Stated task 1 →
According to the pattern module text, what technology did the authors adopt after the weka classes gave unsatisfactory performance?
Stated task 2 →
Reproduce word for word the part of the pattern module text starting at "The estimator service has" and ending at "of the pattern module.".

Extracted text →
____________________

This implementation architecture allows any other class that implements the PatternClustering interface to be plugged in the pattern module. In a previous implementation we used the weka classes [31], but we didin’t get a satisfactory performance and we decided to use the Big Data technology with Hadoop and the Mahout implementations. This Big Data implementation allows to create a Hadoop cluster to increase the computational power.

The estimator service has the same structure as the one explained for the clustering service. The class PatternSubscription is important to couple the implementation of the algorithm to the main structure of the pattern module.

Figure 9 shows the class diagram that implements the estimator service in the pattern module.

images

Figure 9 Class diagram of the estimator service implementation in the pattern module.

In Figure 9 we see the already existent eu.linksmart.pattern package and the new packages estimator and weka. The implemented classes are:

  • PatternSubscription: this is the same class used in the clusterering service and has the same structure;
  • PatternSubscriptionEstimation: this class extends the PatternSubscription class, and aggregates new methods specifically to the estimator service, as the inputInstance which has the same function as described in the clustering service, estimateSubscription to estimate a specific value of an instance, setAttributesEstimation to define parameters to be used by the estimation algorithm as the target attribute, runPattern to start the estimation process, finishedRunSubscriptionEstimation to notify when the estimation process has finished and returnResultPatternClassification to return the result of the process. This class does not implement the estimator algorithm itself but incorporates a PatternEstimation object to which it delegates the processing. This solution decouples the module from the concrete implementation and enables the easy introduction of other implementations.

____________________

Raw records →
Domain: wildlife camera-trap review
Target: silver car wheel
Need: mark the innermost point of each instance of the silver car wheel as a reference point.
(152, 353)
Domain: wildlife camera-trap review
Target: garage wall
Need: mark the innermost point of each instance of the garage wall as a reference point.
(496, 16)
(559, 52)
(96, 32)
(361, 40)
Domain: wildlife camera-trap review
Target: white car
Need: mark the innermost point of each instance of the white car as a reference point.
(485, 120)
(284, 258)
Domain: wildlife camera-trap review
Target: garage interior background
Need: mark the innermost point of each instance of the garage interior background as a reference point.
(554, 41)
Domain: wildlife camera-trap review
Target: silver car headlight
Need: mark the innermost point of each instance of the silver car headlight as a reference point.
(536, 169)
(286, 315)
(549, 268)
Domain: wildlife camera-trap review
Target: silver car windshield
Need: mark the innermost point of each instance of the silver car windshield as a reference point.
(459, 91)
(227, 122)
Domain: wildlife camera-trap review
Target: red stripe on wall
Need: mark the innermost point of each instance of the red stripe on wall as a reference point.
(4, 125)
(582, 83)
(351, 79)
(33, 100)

____________________

Worked solution 1 →
Big Data technology with Hadoop and the Mahout implementations.

Worked solution 2 →
The estimator service has the same structure as the one explained for the clustering service. The class PatternSubscription is important to couple the implementation of the algorithm to the main structure of the pattern module.